=== Given text ===
    Credit: Kristen Dill

    NIST’s Manufacturing Extension Partnership (MEP) has centers in every state and Puerto Rico to help small and medium-sized manufacturers like Rekluse Motor Sports succeed. Idaho MEP center, TechHelp, guided the motorcycle clutch maker through the design and testing of a new product that has made motocross a more accessible sport—and led Rekluse to spin off a new company, VersaBuilt. Here, TechHelp’s executive director, Steve Hatten (L) learns about improvements VersaBuilt's robotics have brought from Rekluse engineering manager Sarah Haight and the company’s founder and now VersaBuilt president, Al Youngwerth.

  • Researcher Megan Zimmerman wearing a virtual reality headset and handheld devices to control 2-handed tasks of a robot
    Credit: copyright Earl Zubkoff

    NIST computer scientist Megan Zimmerman manipulates a set of mechanical arms by using virtual reality to put her arms in control. The technology allows programmers to task a robot remotely and makes possible quick programming with minimal training. 

  • Researcher John Elliott in the lab loading samples into automated liquid handling instrument.

=== Information provided ===

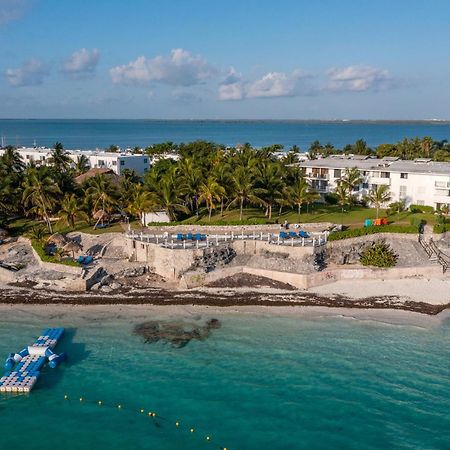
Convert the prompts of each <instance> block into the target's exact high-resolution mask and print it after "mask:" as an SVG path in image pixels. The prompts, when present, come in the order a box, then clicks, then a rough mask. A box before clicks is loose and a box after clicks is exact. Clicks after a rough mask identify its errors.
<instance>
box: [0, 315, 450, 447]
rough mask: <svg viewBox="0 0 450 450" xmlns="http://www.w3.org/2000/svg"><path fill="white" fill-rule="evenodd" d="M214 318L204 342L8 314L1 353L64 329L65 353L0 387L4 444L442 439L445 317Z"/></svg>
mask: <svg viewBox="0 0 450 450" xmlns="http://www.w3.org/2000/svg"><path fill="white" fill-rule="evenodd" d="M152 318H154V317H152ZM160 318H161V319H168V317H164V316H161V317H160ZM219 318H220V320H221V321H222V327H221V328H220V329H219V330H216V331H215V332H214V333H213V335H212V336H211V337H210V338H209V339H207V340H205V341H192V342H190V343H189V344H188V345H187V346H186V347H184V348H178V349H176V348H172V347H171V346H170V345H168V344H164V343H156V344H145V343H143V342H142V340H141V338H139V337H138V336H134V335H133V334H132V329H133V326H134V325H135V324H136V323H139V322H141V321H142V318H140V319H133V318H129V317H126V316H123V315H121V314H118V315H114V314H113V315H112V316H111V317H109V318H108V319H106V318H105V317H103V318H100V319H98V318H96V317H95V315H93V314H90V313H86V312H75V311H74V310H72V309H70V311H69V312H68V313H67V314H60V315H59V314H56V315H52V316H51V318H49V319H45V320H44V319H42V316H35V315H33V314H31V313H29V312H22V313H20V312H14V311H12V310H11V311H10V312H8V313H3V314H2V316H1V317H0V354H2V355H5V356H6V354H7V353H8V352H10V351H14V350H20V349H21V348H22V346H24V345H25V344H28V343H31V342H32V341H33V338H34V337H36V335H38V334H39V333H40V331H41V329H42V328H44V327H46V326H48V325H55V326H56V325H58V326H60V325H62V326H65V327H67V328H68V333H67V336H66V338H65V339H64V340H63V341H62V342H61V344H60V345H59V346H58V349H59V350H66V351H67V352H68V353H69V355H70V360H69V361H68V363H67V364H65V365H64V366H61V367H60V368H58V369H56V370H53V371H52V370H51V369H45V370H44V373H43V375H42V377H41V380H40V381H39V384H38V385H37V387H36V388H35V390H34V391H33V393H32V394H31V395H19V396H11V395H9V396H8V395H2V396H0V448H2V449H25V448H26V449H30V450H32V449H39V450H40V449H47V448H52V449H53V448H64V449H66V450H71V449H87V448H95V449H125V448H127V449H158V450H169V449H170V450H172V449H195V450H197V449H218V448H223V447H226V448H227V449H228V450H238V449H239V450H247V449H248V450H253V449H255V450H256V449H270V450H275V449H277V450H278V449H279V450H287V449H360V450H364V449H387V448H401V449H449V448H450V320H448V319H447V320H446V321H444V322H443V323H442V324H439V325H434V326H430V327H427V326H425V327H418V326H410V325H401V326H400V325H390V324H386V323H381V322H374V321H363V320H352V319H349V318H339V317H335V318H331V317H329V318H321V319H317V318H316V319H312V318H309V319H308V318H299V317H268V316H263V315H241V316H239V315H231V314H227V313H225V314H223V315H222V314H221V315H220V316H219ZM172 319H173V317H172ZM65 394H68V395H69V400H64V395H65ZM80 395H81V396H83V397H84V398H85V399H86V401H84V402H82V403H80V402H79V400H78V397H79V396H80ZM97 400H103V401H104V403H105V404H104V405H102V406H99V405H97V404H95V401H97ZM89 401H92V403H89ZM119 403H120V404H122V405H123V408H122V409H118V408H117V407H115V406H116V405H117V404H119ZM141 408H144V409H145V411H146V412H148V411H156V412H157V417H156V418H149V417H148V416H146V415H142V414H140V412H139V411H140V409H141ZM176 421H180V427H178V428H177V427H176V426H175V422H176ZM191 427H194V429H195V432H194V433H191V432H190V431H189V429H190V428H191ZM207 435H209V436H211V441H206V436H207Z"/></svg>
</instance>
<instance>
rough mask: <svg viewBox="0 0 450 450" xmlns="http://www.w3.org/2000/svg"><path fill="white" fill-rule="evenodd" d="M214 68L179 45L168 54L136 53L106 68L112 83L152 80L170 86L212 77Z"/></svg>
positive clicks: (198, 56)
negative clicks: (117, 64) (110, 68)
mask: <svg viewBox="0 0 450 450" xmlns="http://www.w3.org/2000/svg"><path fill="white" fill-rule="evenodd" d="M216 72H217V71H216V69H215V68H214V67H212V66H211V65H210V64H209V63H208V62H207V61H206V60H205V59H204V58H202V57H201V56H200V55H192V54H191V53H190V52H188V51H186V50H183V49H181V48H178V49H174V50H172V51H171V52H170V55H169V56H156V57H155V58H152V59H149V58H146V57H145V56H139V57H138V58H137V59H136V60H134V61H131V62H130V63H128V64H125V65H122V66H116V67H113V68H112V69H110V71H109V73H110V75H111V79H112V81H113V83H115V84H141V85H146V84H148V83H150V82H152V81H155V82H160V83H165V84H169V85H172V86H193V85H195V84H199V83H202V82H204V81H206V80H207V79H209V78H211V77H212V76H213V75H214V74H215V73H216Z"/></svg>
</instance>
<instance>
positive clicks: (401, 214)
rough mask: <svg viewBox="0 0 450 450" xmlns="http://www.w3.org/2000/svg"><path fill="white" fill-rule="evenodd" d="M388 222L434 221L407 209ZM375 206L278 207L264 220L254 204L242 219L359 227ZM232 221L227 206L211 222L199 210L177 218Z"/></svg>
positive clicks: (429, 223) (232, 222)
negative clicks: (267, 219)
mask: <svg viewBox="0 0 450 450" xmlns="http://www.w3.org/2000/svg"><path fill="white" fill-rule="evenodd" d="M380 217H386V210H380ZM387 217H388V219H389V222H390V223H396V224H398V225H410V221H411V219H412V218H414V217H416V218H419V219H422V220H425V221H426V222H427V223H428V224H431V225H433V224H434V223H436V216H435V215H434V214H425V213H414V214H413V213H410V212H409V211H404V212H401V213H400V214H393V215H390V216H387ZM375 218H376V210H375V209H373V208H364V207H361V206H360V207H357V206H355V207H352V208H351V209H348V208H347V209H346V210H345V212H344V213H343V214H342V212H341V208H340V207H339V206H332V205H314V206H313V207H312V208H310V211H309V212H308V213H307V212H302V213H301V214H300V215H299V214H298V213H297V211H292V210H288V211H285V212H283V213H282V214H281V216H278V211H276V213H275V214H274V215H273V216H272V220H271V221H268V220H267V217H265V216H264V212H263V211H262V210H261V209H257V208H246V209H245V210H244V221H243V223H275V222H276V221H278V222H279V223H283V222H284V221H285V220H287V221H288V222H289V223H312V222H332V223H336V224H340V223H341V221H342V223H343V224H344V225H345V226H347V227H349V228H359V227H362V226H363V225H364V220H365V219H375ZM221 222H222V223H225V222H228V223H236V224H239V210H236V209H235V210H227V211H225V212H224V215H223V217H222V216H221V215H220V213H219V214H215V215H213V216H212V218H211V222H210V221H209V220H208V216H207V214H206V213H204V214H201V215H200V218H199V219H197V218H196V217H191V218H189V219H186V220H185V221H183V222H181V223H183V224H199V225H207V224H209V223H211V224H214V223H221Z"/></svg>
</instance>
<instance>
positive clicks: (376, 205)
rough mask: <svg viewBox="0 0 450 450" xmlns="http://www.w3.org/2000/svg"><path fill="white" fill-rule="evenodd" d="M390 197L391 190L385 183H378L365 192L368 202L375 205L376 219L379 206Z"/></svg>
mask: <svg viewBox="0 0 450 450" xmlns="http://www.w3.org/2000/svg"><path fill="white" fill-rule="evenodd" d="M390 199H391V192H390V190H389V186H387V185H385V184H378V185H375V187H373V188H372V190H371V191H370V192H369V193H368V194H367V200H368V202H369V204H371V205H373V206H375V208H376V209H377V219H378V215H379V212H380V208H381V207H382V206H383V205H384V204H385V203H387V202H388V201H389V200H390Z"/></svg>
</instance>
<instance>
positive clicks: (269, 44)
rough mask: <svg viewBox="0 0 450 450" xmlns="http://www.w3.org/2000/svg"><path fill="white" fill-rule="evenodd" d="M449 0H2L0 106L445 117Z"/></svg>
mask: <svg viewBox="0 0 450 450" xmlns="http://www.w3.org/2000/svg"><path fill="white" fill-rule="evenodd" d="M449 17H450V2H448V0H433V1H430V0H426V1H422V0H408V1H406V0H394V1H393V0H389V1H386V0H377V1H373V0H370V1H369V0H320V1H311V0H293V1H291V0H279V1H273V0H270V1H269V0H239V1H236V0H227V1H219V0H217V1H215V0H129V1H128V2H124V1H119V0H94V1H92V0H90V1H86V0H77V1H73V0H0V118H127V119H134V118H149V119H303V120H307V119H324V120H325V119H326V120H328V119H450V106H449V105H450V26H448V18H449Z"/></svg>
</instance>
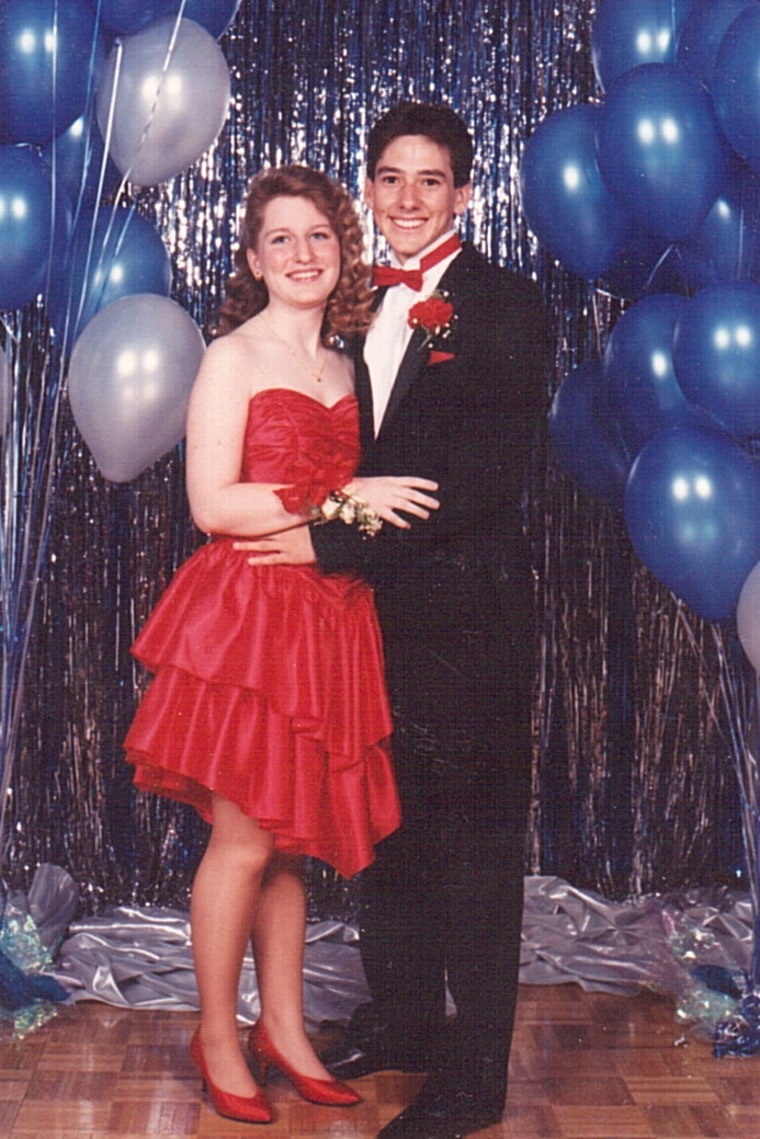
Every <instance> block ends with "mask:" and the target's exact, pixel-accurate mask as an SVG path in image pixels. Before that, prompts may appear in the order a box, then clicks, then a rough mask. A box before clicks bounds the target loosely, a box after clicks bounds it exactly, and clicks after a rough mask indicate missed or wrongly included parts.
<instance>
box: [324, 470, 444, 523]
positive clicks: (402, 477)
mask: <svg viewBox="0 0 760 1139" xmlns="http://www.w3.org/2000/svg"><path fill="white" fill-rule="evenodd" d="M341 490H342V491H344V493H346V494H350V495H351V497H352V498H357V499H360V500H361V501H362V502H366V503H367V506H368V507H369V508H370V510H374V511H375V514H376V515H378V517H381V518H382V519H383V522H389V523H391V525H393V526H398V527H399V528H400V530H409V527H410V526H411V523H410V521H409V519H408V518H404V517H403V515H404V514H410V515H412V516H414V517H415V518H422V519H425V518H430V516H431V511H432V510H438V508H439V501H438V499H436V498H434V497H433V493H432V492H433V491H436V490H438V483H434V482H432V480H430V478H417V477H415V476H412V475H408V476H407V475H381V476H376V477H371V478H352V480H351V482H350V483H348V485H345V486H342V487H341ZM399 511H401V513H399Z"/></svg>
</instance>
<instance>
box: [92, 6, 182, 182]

=== Exercise directions ===
In the NIST photo captions, what is the name of the company that Rekluse Motor Sports spun off? The entries are separate material and have nothing to do with the text.

=== Answer space ===
VersaBuilt